_ROWS:_
++++++++++

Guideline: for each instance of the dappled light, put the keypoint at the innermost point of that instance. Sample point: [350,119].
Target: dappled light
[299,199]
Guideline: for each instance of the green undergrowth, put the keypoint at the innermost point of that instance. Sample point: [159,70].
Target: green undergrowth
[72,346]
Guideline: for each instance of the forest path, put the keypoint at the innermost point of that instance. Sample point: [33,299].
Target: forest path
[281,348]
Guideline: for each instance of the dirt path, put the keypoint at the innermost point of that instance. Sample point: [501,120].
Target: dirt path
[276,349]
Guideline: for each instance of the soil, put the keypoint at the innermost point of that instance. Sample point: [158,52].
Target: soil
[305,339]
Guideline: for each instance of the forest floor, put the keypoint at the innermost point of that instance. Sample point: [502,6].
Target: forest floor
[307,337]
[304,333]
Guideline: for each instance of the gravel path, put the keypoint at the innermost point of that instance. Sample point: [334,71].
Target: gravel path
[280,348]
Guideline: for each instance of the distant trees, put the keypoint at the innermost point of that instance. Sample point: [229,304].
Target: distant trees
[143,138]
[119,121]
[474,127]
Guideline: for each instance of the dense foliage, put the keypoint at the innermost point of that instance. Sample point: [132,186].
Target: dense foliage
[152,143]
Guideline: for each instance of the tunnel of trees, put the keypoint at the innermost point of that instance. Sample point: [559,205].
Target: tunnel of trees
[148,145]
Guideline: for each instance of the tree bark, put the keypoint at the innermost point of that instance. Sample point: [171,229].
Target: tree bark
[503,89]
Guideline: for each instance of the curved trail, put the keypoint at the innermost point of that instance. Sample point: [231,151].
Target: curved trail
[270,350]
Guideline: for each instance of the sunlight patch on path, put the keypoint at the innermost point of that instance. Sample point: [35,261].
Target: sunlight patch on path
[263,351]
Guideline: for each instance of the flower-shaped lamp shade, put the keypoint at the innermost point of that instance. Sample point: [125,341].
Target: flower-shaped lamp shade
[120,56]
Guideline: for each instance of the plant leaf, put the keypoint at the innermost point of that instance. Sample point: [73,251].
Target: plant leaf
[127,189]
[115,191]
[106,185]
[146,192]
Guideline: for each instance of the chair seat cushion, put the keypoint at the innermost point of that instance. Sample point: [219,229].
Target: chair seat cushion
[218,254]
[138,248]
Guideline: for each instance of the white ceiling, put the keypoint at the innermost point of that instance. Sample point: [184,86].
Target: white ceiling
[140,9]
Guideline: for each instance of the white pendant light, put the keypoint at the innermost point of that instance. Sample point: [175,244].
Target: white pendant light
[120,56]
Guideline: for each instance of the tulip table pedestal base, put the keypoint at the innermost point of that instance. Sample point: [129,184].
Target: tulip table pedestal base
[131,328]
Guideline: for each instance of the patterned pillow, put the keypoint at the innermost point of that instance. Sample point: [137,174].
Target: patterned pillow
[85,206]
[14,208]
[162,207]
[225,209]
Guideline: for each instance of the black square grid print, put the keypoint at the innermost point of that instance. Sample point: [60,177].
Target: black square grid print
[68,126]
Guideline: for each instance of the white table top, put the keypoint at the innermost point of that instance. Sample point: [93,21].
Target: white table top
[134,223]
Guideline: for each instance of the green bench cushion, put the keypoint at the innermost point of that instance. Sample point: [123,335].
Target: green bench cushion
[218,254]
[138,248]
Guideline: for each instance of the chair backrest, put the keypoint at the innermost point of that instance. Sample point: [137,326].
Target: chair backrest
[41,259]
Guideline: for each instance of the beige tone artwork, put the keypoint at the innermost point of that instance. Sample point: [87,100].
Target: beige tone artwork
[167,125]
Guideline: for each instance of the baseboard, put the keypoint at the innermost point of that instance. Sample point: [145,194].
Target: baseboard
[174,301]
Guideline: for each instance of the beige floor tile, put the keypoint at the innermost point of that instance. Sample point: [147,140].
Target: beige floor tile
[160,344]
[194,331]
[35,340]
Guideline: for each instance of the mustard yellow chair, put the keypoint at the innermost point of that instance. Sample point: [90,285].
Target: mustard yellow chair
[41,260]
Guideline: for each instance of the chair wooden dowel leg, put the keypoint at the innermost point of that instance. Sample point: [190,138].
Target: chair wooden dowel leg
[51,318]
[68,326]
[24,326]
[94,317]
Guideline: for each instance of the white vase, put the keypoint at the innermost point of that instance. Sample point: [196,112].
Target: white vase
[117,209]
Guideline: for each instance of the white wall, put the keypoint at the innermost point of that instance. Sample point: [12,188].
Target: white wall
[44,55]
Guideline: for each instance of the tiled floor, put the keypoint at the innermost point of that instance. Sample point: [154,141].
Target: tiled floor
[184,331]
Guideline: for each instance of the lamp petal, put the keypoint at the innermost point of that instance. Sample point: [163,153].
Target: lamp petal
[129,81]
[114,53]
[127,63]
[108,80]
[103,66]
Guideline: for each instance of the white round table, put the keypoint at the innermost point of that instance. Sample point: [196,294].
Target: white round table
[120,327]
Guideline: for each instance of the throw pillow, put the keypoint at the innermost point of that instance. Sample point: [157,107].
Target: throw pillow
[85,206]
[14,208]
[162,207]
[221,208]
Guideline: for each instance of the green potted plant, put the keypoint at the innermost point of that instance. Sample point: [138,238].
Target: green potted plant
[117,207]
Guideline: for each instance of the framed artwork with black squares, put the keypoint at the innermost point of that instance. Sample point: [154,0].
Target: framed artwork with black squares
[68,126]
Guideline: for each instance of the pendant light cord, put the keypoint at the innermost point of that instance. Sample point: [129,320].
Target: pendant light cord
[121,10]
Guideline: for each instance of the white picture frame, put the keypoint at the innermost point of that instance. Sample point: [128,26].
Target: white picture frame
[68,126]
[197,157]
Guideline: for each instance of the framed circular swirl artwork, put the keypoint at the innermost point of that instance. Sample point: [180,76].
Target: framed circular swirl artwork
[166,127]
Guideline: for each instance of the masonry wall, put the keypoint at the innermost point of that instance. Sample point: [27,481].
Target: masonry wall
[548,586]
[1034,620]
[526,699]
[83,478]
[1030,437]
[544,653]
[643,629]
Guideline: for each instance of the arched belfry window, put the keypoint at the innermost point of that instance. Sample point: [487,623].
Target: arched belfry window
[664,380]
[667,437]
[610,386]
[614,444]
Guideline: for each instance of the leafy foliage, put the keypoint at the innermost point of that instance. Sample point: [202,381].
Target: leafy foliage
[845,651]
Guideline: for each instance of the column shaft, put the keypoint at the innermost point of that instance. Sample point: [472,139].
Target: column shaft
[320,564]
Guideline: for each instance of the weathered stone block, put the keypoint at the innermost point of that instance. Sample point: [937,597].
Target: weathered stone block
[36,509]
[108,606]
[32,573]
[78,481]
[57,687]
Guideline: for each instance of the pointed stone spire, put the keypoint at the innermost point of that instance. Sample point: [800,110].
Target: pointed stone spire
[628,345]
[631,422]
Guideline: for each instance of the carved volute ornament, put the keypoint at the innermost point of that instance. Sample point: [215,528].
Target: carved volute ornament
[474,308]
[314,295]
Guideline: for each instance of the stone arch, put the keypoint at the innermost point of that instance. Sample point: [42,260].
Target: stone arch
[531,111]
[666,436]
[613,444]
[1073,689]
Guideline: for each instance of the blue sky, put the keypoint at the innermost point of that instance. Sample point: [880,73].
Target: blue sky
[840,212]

++++++++++

_PROBLEM REQUIREMENTS:_ In this exercise, repeat all entries exactly.

_OUTPUT OF THE TASK:_
Guideline: for each instance of the dappled light, put the keypoint at the innermost point of that instance. Sample point: [350,119].
Target: dappled light
[299,199]
Guideline: for each instance of the green undergrowth, put the keypoint at the innermost point of that instance. Sample point: [159,70].
Target: green undergrowth
[72,346]
Guideline: for each instance of the forest path, put the keypoint at the innermost point of that instance. Sample point: [33,299].
Target: forest path
[281,348]
Guideline: for each instance of the dirt path, put the keypoint at the innermost point of that instance. Sample point: [501,120].
Target: dirt path
[276,349]
Guideline: for each instance of the soil, put the keypoint at the innermost point of that instance. Sample point: [158,52].
Target: soil
[305,339]
Guideline: for each instance of the forest floor, put the keypoint at the innermost point of that instance. Sample point: [502,6].
Target: forest floor
[307,337]
[304,333]
Guideline: for each instance of the gravel path, put the keypoint at the innermost point of that instance. Sample point: [334,71].
Target: gravel path
[280,348]
Guideline: for each instance of the distant trees, put the keypoint at the innermost point of that instance. Sample point: [229,304].
Target: distant trees
[143,138]
[119,121]
[474,127]
Guideline: for each instance of the dense foliage, put the keypoint at the innermost point of that instance. Sample point: [132,186].
Target: dense foliage
[152,143]
Guideline: for each instance of the tunnel of trees, put the keypoint at the innermost point of that instance. Sample point: [559,205].
Target: tunnel of trees
[148,145]
Guideline: for each instance of the tree bark, put the keypoint at the innermost point of that instance. Sample point: [171,229].
Target: tree bark
[503,89]
Guideline: for each instance of the curved trail, put the keypoint at the innermost point of that instance. Sample point: [231,151].
Target: curved trail
[270,350]
Guideline: for each instance of the sunlight patch on path, put the keypoint at the innermost point of that instance. Sample point: [35,261].
Target: sunlight patch on path
[263,351]
Guideline: for each instance of the flower-shaped lamp shade, put the keypoint at the innermost point of that instance. Sample point: [125,341].
Target: flower-shaped lamp shade
[120,56]
Guideline: for each instance of the plant leaf, put the keypoint at the innermost point of that instance. Sample point: [73,251].
Target: plant leaf
[127,189]
[115,191]
[106,185]
[146,192]
Guideline: for each instance of the chair seat cushion, put the keypoint at the innermost point of that instance. Sample point: [219,229].
Target: chair seat cushion
[218,254]
[138,248]
Guideline: for each instance of the white ceiling, put the keypoint at the innermost point of that instance. Sample point: [184,86].
Target: white ceiling
[140,9]
Guideline: for each instance of the white pendant light, put the keypoint at the innermost point of that instance. Sample point: [175,244].
Target: white pendant light
[120,56]
Guideline: for each instance of the tulip table pedestal base, put the keypoint at the innermost point of that instance. Sample point: [129,184].
Target: tulip table pedestal base
[131,328]
Guideline: for each instance of the patterned pillow, put the keypoint at the innermost point of that instance. Sample point: [137,174].
Target: patterned pillow
[85,206]
[14,208]
[162,207]
[225,209]
Guideline: for each instance of the black square grid print, put the keypoint at the innermost point of that instance. Sample point: [60,177].
Target: black square grid print
[68,126]
Guideline: for each instance of the white table top, put the keypoint at the innermost point of that instance. Sample point: [93,21].
Target: white table top
[134,223]
Guideline: for each instance of the green bench cushion, put the keypoint at the innermost point of that instance. Sample point: [123,335].
Target: green bench cushion
[218,254]
[138,248]
Guideline: for each instance of the chair backrest, put the keypoint at the innermost point of that instance. Sample point: [137,326].
Target: chair backrest
[41,259]
Guideline: for each instance of the beige tone artwork, put the keypoint at the innermost point of that instance. Sample point: [87,100].
Target: beige tone artwork
[167,125]
Guideline: for each instance of the baseboard, put the keypoint at the innermost point of that instance. Sample point: [145,194].
Target: baseboard
[174,301]
Guideline: for each instance of the beige floor tile, put the keypoint at the innermost point of that instance. Sample point: [147,140].
Target: beige floor tile
[160,344]
[194,331]
[35,340]
Guideline: for each instance of the mustard yellow chair, put the keypoint at the innermost point of that instance. Sample point: [90,285].
Target: mustard yellow chair
[41,260]
Guideline: for each instance of the chair wooden dowel leg, put the keypoint at the innermost point of that instance. Sample point: [190,138].
Target: chair wooden dowel leg
[51,318]
[68,326]
[24,326]
[94,317]
Guideline: for each instance of the white vase, put the keypoint at the innermost point of that instance. Sample point: [196,112].
Target: white vase
[117,209]
Guideline: for each instance of the white wall, put the keypoint at the innermost point of that instance. Sample point: [12,188].
Target: white wall
[44,55]
Guideline: for each instance of the tiled floor, put the keypoint at the innermost point of that instance. Sample point: [154,141].
Target: tiled floor
[184,331]
Guideline: for each instance of the lamp petal, put the keypoint at the innermost point of that instance. Sample point: [163,153].
Target: lamp petal
[129,81]
[114,53]
[127,63]
[108,80]
[103,66]
Guideline: for each instance of the white round table, put the keypoint at the innermost point of that instance. Sample point: [196,294].
Target: white round table
[120,327]
Guideline: for each instance of the throw pillow, put the keypoint at the innermost point of that instance. Sample point: [157,107].
Target: throw pillow
[85,206]
[14,208]
[162,207]
[221,208]
Guideline: for each instance of the green potted plant, put the keypoint at the innermost point of that instance. Sample point: [138,238].
Target: green potted plant
[117,207]
Guideline: for each instance of the framed artwork with black squares, put the keypoint at the innermost point of that instance. Sample point: [154,0].
Target: framed artwork with black squares
[68,126]
Guideline: for each instance of the pendant light cord, put the keypoint at the innermost point of that instance. Sample point: [129,320].
Target: pendant light cord
[121,10]
Guideline: for each instance of the white picture frame, put the keypoint at the innermost point of that instance. Sample point: [128,26].
Target: white picture frame
[68,126]
[197,157]
Guideline: for each instance of the framed circular swirl artwork, put the keypoint at the innermost point of that instance. Sample point: [180,76].
Target: framed circular swirl artwork
[166,127]
Guideline: for each instance of the masonry wall, put the keypoint at the innermost point of that instance. Sample point: [27,481].
Target: masonry wall
[548,586]
[1034,620]
[526,699]
[83,478]
[1030,437]
[544,653]
[643,629]
Guideline: for each instance of the arched belfry window, put the keypoint at the innermost point of that instance. Sample point: [487,623].
Target: arched belfry window
[664,380]
[667,437]
[610,386]
[614,444]
Guideline: for each instance of the leafy foliage, put the keypoint at the innermost point of that instance. Sample point: [202,381].
Target: leafy foliage
[845,651]
Guideline: for each instance of the column shaft, put the keypoint at the innermost point of that instance. Sample point: [472,139].
Target: column shaft
[320,564]
Guideline: for each instance of the weathered stone block, put the keypoint at the innermost point of that instance. Sample point: [937,597].
Target: weathered stone block
[36,509]
[108,606]
[32,573]
[78,481]
[57,687]
Guideline: for each instance of the pointed stone spire, put the keypoint at the innermost point of that instance. Sample point: [800,110].
Target: pointed stone spire
[628,345]
[631,422]
Guideline: for each instance of the carved volute ornament, put the keypoint at the innermost point of that instance. Sample point: [215,528].
Target: carved volute ornament
[474,308]
[314,295]
Guideline: for each instance of the stone arch, put the keypoint at the innermost point of that instance. Sample point: [42,260].
Target: stone arch
[531,111]
[666,436]
[613,444]
[1073,689]
Guideline: for each instance of the blue sky, put the keypoint at the innermost point of that instance. Sample point: [880,73].
Target: blue sky
[840,212]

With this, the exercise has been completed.